Those theoretical pointers aside, a practical problem with the decision today is that it may dis-incencentivise lawyers to recommend settlement. Putting to one side a lawyer's fiduciary duties to the client (which may or may not be possible), it now seems better to avoid settlement at least until a point is reached that some decision by the Court has influence the shape or balance of the settlement agreement. The Court seems to grapple with the problem at [52] but not in a satisfactory way. 

Cheers,

Eli.

--

Eli Ball

(m) +61 43 354 2255
(e)  eli.ball@gmail.com

On Wed, May 4, 2016 at 5:35 PM, Neil Foster <neil.foster@newcastle.edu.au> wrote:
Dear Colleagues,
In GREGORY IAN ATTWELLS & ANOR v JACKSON LALIC LAWYERS PTY LTD [2016] HCA 16  http://www.austlii.edu.au/au/cases/cth/HCA/2016/16.html a 5-2 majority of the High Court of Australia held that the principle of advocate's immunity for actions in court in connection with current proceedings does not usually extend to work done which leads to a negotiated settlement, even where contested court proceedings have actually commenced and the settlement is embodied in an actual consent order made by the court.
It should be noted that the whole court, while invited to depart from the main previous decision on in court actions, D'Orta-Ekanaike, declined to do so. The policy reason was said to the need for finality in decisions quelling disputes by court order. (This of course means that Australia continues to differ from most other common law jurisdictions on the point, cases in the UK and NZ and, I think, Canada holding that there is no such immunity).
But the difference of opinion related to where the draw the line in actions that lead to settling disputes out of court. The majority took the view that the immunity would not extend to cases where no genuine court decision on issues was involved (consent orders being seen to be in a different category.) But Gordon J (with whom Nettle J agreed on this point) took the vies that the formal status of a consent order as a real court order meant that the immunity ought to extend to actions leading up to such an order.

▸ **Tasks and exercises**
(a) In the passage on advocate's immunity, what was the size of the High Court majority in the Attwells v Jackson Lalic Lawyers case?
(b) For each statement below, say yes or no according to the passage on advocate's immunity, and quote the words that decide it: (i) The whole court declined to depart from D'Orta-Ekanaike. (ii) Nettle J sided with the majority on where to draw the line for settlements. (iii) Cases in the UK and NZ hold that there is no such immunity.

▸ **Excerpts of labeled region data**
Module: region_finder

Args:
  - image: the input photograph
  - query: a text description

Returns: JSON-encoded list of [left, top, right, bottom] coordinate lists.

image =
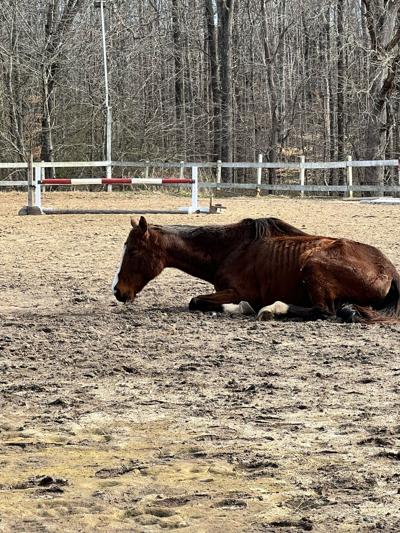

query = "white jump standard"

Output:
[[19, 167, 203, 215]]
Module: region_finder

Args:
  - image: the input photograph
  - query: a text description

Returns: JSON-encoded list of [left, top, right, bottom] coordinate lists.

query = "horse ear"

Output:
[[139, 217, 147, 233], [139, 217, 148, 235]]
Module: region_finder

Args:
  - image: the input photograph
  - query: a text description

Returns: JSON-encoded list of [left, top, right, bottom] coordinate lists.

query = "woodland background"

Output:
[[0, 0, 400, 183]]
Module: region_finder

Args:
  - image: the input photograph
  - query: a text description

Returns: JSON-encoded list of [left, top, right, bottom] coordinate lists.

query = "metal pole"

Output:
[[100, 0, 112, 192], [347, 155, 353, 198], [256, 154, 262, 196]]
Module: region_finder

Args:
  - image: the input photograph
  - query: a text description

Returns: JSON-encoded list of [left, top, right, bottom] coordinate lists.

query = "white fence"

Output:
[[0, 159, 400, 201]]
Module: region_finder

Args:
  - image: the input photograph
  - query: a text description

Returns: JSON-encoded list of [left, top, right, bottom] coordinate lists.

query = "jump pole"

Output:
[[24, 172, 209, 215]]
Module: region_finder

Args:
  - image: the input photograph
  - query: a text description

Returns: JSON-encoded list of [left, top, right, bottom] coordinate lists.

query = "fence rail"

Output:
[[0, 154, 400, 201], [0, 159, 399, 170]]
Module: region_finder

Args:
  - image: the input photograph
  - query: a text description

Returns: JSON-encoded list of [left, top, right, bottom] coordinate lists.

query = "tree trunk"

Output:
[[217, 0, 235, 181]]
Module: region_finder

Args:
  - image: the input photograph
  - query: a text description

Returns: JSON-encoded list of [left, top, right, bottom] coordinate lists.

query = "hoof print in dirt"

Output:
[[214, 498, 247, 509], [263, 518, 313, 531]]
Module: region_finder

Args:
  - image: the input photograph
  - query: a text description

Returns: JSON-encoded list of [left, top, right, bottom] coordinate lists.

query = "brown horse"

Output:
[[112, 217, 400, 322]]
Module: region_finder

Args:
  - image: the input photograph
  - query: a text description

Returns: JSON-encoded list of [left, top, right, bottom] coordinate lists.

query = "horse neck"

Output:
[[165, 235, 216, 283], [158, 227, 245, 283]]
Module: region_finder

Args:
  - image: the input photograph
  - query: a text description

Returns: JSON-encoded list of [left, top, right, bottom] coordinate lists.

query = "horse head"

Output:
[[112, 217, 164, 302]]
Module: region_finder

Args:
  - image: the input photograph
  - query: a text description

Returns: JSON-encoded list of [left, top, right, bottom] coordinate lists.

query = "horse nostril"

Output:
[[114, 289, 128, 303]]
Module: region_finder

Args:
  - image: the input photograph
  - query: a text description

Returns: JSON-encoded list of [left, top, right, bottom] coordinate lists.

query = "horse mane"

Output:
[[241, 217, 308, 240], [151, 217, 308, 247]]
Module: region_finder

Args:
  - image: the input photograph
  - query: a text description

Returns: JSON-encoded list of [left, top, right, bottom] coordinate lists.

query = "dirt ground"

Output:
[[0, 192, 400, 533]]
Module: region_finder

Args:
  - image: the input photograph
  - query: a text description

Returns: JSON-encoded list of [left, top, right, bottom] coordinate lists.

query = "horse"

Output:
[[112, 217, 400, 323]]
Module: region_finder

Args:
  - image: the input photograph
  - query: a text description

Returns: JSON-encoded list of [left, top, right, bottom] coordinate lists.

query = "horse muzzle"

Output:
[[114, 289, 132, 303]]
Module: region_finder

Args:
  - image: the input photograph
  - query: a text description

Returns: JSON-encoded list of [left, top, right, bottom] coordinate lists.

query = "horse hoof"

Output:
[[239, 300, 255, 315], [257, 311, 275, 322]]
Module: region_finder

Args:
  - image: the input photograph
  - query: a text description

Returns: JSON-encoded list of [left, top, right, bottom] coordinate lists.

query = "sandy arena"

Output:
[[0, 192, 400, 533]]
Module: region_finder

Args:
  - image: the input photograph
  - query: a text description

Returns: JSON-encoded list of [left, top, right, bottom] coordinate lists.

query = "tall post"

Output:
[[256, 154, 262, 196], [28, 154, 35, 208], [189, 167, 199, 213], [300, 155, 306, 198], [217, 159, 222, 191], [35, 167, 44, 209], [94, 0, 112, 192], [18, 154, 43, 215], [347, 155, 353, 198], [396, 159, 400, 196]]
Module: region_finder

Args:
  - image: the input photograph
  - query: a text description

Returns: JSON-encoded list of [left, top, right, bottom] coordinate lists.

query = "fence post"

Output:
[[397, 159, 400, 191], [217, 159, 222, 191], [256, 154, 262, 196], [300, 155, 306, 198], [346, 155, 353, 198], [28, 154, 35, 208], [188, 167, 199, 213], [35, 167, 44, 209], [18, 154, 43, 215]]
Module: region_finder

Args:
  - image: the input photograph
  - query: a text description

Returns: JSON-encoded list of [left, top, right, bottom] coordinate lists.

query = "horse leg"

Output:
[[189, 289, 255, 315], [257, 300, 333, 321]]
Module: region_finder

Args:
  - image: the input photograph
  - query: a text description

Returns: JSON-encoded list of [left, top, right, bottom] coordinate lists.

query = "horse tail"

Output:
[[353, 272, 400, 323]]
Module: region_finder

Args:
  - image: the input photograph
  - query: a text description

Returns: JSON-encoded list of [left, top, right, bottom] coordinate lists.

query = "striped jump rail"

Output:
[[20, 166, 203, 215], [39, 178, 194, 185]]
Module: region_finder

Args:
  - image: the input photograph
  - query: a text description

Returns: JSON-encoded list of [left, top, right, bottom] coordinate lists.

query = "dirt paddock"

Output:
[[0, 192, 400, 533]]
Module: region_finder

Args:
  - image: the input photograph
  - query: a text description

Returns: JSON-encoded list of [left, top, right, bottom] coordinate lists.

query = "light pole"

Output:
[[94, 0, 112, 192]]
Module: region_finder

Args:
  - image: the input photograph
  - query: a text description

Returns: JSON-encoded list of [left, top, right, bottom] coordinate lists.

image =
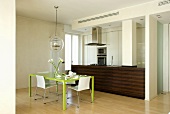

▸ **Full solutions**
(a) 5-2

(b)
(i) Yes: "the whole court, while invited to depart from the main previous decision on in court actions, D'Orta-Ekanaike, declined to do so"
(ii) No: "Gordon J (with whom Nettle J agreed on this point)"
(iii) Yes: "cases in the UK and NZ and, I think, Canada holding that there is no such immunity"